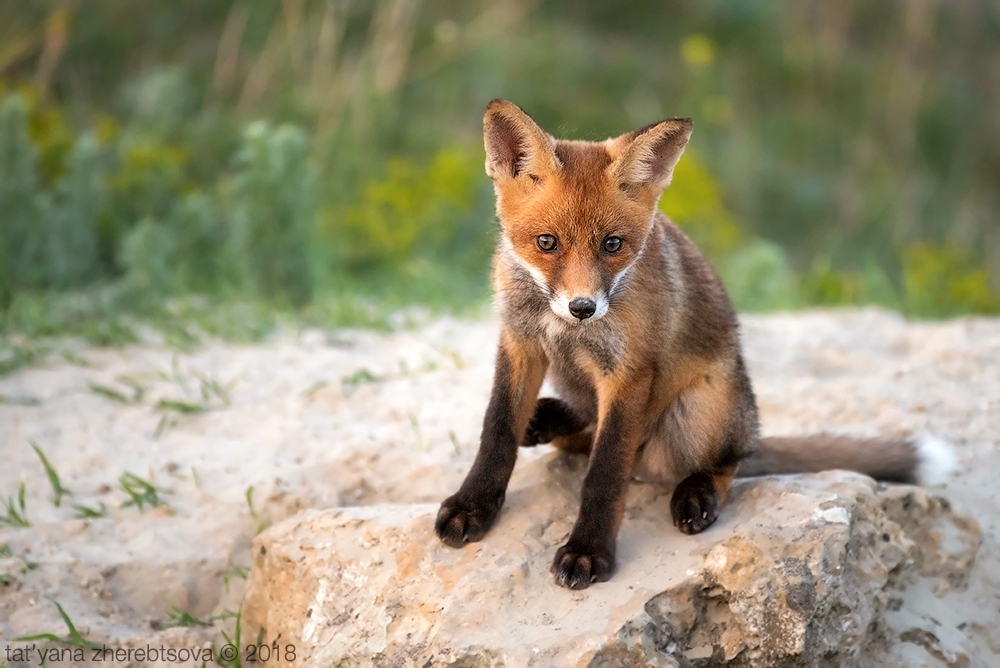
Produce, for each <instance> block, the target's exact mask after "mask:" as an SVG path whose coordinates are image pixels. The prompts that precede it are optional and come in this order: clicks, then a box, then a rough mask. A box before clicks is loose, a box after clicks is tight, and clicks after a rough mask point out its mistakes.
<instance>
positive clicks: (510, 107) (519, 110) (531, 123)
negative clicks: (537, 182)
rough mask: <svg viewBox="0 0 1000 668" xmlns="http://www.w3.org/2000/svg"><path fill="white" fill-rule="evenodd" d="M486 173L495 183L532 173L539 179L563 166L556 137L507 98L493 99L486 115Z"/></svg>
mask: <svg viewBox="0 0 1000 668" xmlns="http://www.w3.org/2000/svg"><path fill="white" fill-rule="evenodd" d="M483 143H484V144H485V145H486V175H487V176H489V177H490V178H491V179H493V181H494V182H495V183H500V182H502V181H506V180H507V179H512V178H515V177H517V176H519V175H521V174H528V175H530V176H532V177H533V178H538V177H540V176H543V175H544V174H546V173H549V172H553V171H555V170H558V169H559V168H560V166H561V165H560V163H559V158H557V157H556V154H555V140H554V139H553V138H552V137H551V136H550V135H549V134H548V133H546V132H545V131H544V130H542V129H541V128H540V127H538V124H537V123H535V121H533V120H531V117H530V116H528V114H526V113H524V111H523V110H522V109H521V108H520V107H519V106H517V105H516V104H514V103H513V102H508V101H507V100H493V101H492V102H490V103H489V104H488V105H487V106H486V114H485V115H484V116H483Z"/></svg>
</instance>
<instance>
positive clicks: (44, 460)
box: [28, 439, 73, 508]
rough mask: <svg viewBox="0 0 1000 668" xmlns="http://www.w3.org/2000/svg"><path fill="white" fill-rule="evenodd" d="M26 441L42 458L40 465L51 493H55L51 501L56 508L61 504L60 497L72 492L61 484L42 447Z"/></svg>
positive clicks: (29, 441) (38, 455)
mask: <svg viewBox="0 0 1000 668" xmlns="http://www.w3.org/2000/svg"><path fill="white" fill-rule="evenodd" d="M28 443H30V444H31V447H32V448H33V449H34V450H35V454H36V455H38V458H39V459H41V460H42V466H43V467H45V475H46V476H48V478H49V484H50V485H52V493H53V494H54V495H55V498H54V499H53V500H52V503H53V504H54V505H55V507H56V508H58V507H59V506H60V505H62V498H63V497H64V496H72V495H73V492H71V491H69V490H68V489H66V488H65V487H63V486H62V481H61V480H59V474H58V473H56V470H55V469H54V468H53V467H52V464H50V463H49V460H48V458H47V457H46V456H45V453H44V452H42V449H41V448H40V447H38V444H37V443H35V442H34V441H32V440H30V439H29V440H28Z"/></svg>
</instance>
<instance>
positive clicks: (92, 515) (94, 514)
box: [73, 501, 108, 520]
mask: <svg viewBox="0 0 1000 668" xmlns="http://www.w3.org/2000/svg"><path fill="white" fill-rule="evenodd" d="M73 510H75V511H76V515H75V516H74V517H75V518H76V519H78V520H90V519H96V518H98V517H107V516H108V507H107V506H106V505H104V502H103V501H102V502H101V503H100V505H99V506H98V507H97V508H91V507H90V506H85V505H83V504H82V503H74V504H73Z"/></svg>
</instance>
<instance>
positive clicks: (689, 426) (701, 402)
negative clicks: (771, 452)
mask: <svg viewBox="0 0 1000 668" xmlns="http://www.w3.org/2000/svg"><path fill="white" fill-rule="evenodd" d="M734 380H735V388H733V389H734V390H735V401H732V403H729V409H728V410H718V409H719V408H721V406H724V405H725V404H726V403H728V402H726V400H725V399H724V397H725V394H726V393H725V392H724V393H722V396H721V397H720V396H719V395H718V394H717V393H716V389H717V387H718V386H719V384H718V383H716V384H715V387H713V386H712V385H711V384H707V383H706V385H704V386H702V387H699V388H695V389H693V391H691V392H690V393H689V394H688V396H686V397H681V398H679V399H678V407H677V408H678V410H674V411H673V412H672V414H671V417H672V420H673V424H672V425H671V426H672V432H673V433H672V436H673V441H674V443H675V444H680V443H681V442H684V443H685V446H686V449H687V452H688V454H689V455H690V459H689V461H694V462H697V464H696V465H695V466H694V467H693V468H694V473H692V474H690V475H689V476H688V477H687V478H684V479H683V480H681V482H680V484H678V485H677V487H676V488H675V489H674V493H673V496H672V497H671V500H670V514H671V516H672V517H673V520H674V526H676V527H677V528H678V529H679V530H680V531H681V532H683V533H686V534H696V533H701V532H702V531H704V530H705V529H707V528H708V527H710V526H712V524H714V523H715V520H716V519H718V517H719V512H720V511H721V510H722V506H723V504H724V503H725V502H726V501H727V500H728V498H729V488H730V487H731V486H732V483H733V477H734V476H735V475H736V469H737V467H738V466H739V464H740V461H741V460H742V459H743V458H744V457H746V456H747V455H748V454H750V453H751V452H752V451H753V449H754V448H755V447H756V444H757V440H758V435H757V430H758V416H757V405H756V402H755V400H754V396H753V391H752V390H751V389H750V382H749V380H748V379H747V377H746V373H745V371H744V370H743V365H742V360H741V361H740V362H739V364H738V365H737V369H736V377H735V379H734ZM722 387H725V385H723V386H722ZM713 399H714V402H713ZM681 402H684V403H681ZM719 415H722V416H725V417H723V420H724V422H723V424H721V425H720V424H719V422H718V417H717V416H719ZM713 433H715V434H721V435H722V438H718V436H716V437H715V438H713V437H712V434H713ZM695 434H698V435H701V436H702V437H703V438H705V439H706V440H705V441H703V442H700V443H699V442H697V441H696V440H691V436H693V435H695ZM685 435H687V437H688V438H687V439H685ZM697 438H698V437H697V436H695V439H697ZM688 470H689V471H690V470H691V469H688Z"/></svg>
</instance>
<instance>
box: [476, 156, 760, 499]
mask: <svg viewBox="0 0 1000 668" xmlns="http://www.w3.org/2000/svg"><path fill="white" fill-rule="evenodd" d="M555 154H556V156H557V157H559V158H560V163H561V165H562V172H561V173H560V175H558V176H553V177H550V179H551V180H550V181H549V182H548V183H544V184H541V187H539V188H537V190H536V192H535V193H533V194H534V201H532V202H530V203H528V204H527V205H525V204H522V205H521V206H520V207H516V208H515V210H514V211H505V210H504V209H502V208H501V209H500V215H501V224H502V226H503V232H502V234H501V237H500V241H499V244H498V249H497V253H496V256H495V258H494V276H493V284H494V292H495V294H496V305H497V309H498V311H499V314H500V317H501V319H502V322H503V323H504V325H505V327H507V328H509V329H510V331H511V333H512V334H513V335H514V336H516V337H518V338H521V339H523V340H525V341H537V342H538V345H539V346H540V347H541V348H542V350H543V351H544V354H545V357H546V359H547V361H548V378H549V379H550V380H551V381H552V383H553V385H554V386H555V389H556V391H557V392H558V394H559V396H560V398H561V399H562V400H563V401H565V402H566V403H567V404H568V405H569V406H570V407H572V409H573V410H574V412H575V413H576V414H577V416H578V417H579V418H580V419H581V421H583V422H586V423H587V424H588V425H596V423H597V420H598V416H599V408H600V407H599V405H598V404H599V391H598V388H599V386H600V385H601V384H602V383H614V382H615V381H619V380H620V381H623V382H627V380H628V378H629V376H631V375H632V374H633V373H634V372H636V371H640V372H641V371H644V370H645V371H649V372H650V373H651V375H652V378H651V381H650V396H649V398H648V401H647V402H646V404H645V405H644V406H643V407H642V413H643V420H642V421H643V423H644V424H643V430H644V432H645V433H644V438H643V444H642V446H641V453H640V454H639V456H638V457H637V458H636V461H635V467H634V473H635V474H636V476H637V477H640V478H643V479H647V480H657V481H675V482H676V481H679V480H682V479H684V478H686V477H687V476H689V475H691V474H692V473H695V472H696V471H698V470H701V469H702V468H704V466H703V460H704V459H705V458H706V457H708V456H710V455H711V454H713V453H712V450H713V449H718V448H720V447H722V446H724V445H725V446H728V447H736V448H737V450H738V451H737V452H733V453H729V454H728V456H729V457H737V456H741V455H743V454H746V452H748V451H749V450H750V449H751V448H752V447H753V445H754V437H755V434H756V411H755V408H754V407H753V397H752V394H751V393H750V386H749V382H748V381H746V380H745V374H744V373H743V365H742V361H741V359H740V351H739V343H738V338H737V326H736V316H735V314H734V312H733V309H732V307H731V306H730V303H729V300H728V299H727V298H726V295H725V291H724V290H723V288H722V285H721V283H720V281H719V279H718V277H717V276H716V275H715V273H714V272H713V271H712V269H711V268H710V267H709V265H708V264H707V263H706V262H705V260H704V259H703V258H702V256H701V254H700V253H699V252H698V250H697V248H696V247H695V246H694V244H693V243H692V242H691V241H690V240H689V239H688V238H687V237H686V236H685V235H684V233H683V232H681V230H680V229H678V228H677V226H675V225H674V224H673V223H671V222H670V221H669V220H667V218H666V217H665V216H664V215H663V214H662V213H660V212H658V211H656V210H655V209H654V210H652V211H650V210H648V208H643V207H640V206H637V203H636V201H635V200H634V199H633V197H632V196H631V195H632V194H631V193H628V192H625V193H623V192H621V189H620V188H617V187H615V188H608V187H606V184H605V181H606V180H607V168H608V166H609V165H610V164H611V162H612V158H611V155H610V154H609V152H608V148H607V144H605V143H584V142H569V143H566V145H565V146H564V144H563V143H562V142H557V143H556V148H555ZM518 217H523V218H524V219H525V220H526V221H527V222H525V223H522V222H521V220H519V219H518ZM540 235H548V236H551V237H553V238H554V239H555V245H554V247H553V248H552V249H550V250H543V249H542V248H540V247H539V246H538V243H537V238H538V237H539V236H540ZM608 238H612V239H618V240H620V241H618V242H615V246H617V250H616V251H615V252H608V250H607V248H606V247H605V244H604V242H605V240H606V239H608ZM578 299H584V300H589V301H591V302H593V303H594V311H593V313H592V314H591V315H586V312H584V313H583V314H578V315H574V314H573V313H572V312H571V311H570V308H569V307H570V304H572V303H573V301H574V300H578ZM580 315H585V317H583V318H581V317H579V316H580ZM684 392H687V393H688V394H689V395H690V396H691V398H690V399H685V398H681V395H682V393H684ZM692 401H697V402H698V404H699V405H698V406H696V407H693V406H690V405H685V403H687V404H691V403H692ZM740 402H742V403H744V404H745V405H746V406H745V407H746V410H745V411H744V415H743V416H742V419H743V420H744V421H745V422H747V424H746V425H744V427H745V431H746V434H745V438H744V439H743V442H741V443H739V444H734V443H732V442H727V441H724V440H723V439H721V437H720V434H719V433H718V432H719V431H721V430H723V428H724V427H725V425H724V424H722V423H723V422H725V421H726V416H728V415H730V414H731V412H732V408H733V406H734V405H735V404H737V403H740ZM688 409H692V410H693V411H695V412H703V413H706V414H705V415H701V416H700V417H698V418H697V419H696V420H695V421H696V422H697V425H695V428H694V429H684V428H682V427H685V426H686V425H681V424H679V423H678V422H677V420H675V419H672V416H671V411H674V412H682V411H686V410H688ZM709 414H711V415H709ZM712 418H717V419H715V420H713V419H712ZM710 421H711V422H714V423H713V424H709V422H710ZM592 437H593V431H592V430H591V431H590V432H586V431H585V433H583V434H582V435H578V434H572V435H565V436H559V437H556V438H555V439H554V440H555V443H556V445H557V446H560V447H565V448H566V449H569V450H588V449H589V447H588V443H587V440H588V439H590V440H592Z"/></svg>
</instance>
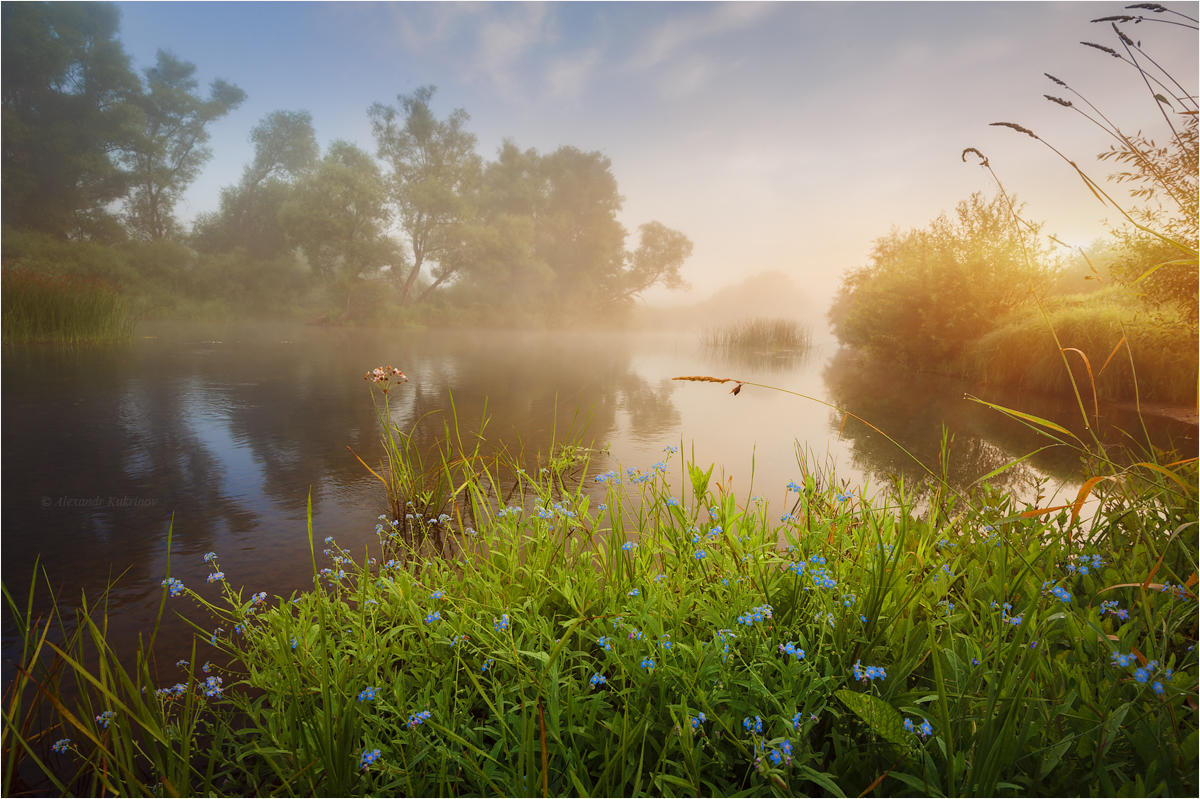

--------------------------------------------------

_Exercise aim:_ Return only the lines between the one holding "negative clicks: (537, 182)" and the one holding "positive clicks: (92, 515) (94, 514)", inclusive, exactly as they appear above.

_Written answer:_
negative clicks: (537, 182)
rough mask: <svg viewBox="0 0 1000 668" xmlns="http://www.w3.org/2000/svg"><path fill="white" fill-rule="evenodd" d="M486 173L495 183L532 173L539 179L563 166L556 137L507 98L493 99L486 115Z"/></svg>
mask: <svg viewBox="0 0 1000 668" xmlns="http://www.w3.org/2000/svg"><path fill="white" fill-rule="evenodd" d="M483 143H484V144H485V145H486V175H487V176H489V177H490V178H491V179H493V181H494V182H495V183H500V182H502V181H506V180H507V179H512V178H515V177H517V176H519V175H521V174H528V175H530V176H532V177H533V178H538V177H540V176H543V175H544V174H546V173H549V172H553V171H555V170H558V169H559V168H560V166H561V165H560V163H559V158H557V157H556V154H555V140H554V139H553V138H552V137H551V136H550V135H549V134H548V133H546V132H545V131H544V130H542V129H541V128H540V127H538V124H537V123H535V121H533V120H531V117H530V116H528V114H526V113H524V111H523V110H522V109H521V108H520V107H519V106H517V105H516V104H514V103H513V102H508V101H507V100H493V101H492V102H490V103H489V104H488V105H487V106H486V114H485V115H484V116H483Z"/></svg>
</instance>
<instance>
positive clicks: (44, 460)
box: [28, 439, 73, 508]
rough mask: <svg viewBox="0 0 1000 668" xmlns="http://www.w3.org/2000/svg"><path fill="white" fill-rule="evenodd" d="M26 441L42 458L40 465L51 493H55L51 501L56 508L61 504L60 497L72 492L61 484L42 447Z"/></svg>
positive clicks: (29, 441) (38, 455)
mask: <svg viewBox="0 0 1000 668" xmlns="http://www.w3.org/2000/svg"><path fill="white" fill-rule="evenodd" d="M28 443H30V444H31V447H32V448H33V449H34V450H35V454H36V455H38V458H39V459H41V460H42V466H43V467H45V475H46V476H48V478H49V484H50V485H52V493H53V494H54V495H55V498H54V499H53V500H52V503H53V504H54V505H55V507H56V508H58V507H59V506H60V505H62V498H63V497H64V496H72V495H73V492H71V491H69V490H68V489H66V488H65V487H63V486H62V481H61V480H59V474H58V473H56V470H55V469H54V468H53V467H52V464H50V463H49V460H48V458H47V457H46V456H45V453H44V452H42V449H41V448H40V447H38V444H37V443H35V442H34V441H32V440H30V439H29V440H28Z"/></svg>
</instance>
<instance>
positive clicks: (92, 515) (94, 514)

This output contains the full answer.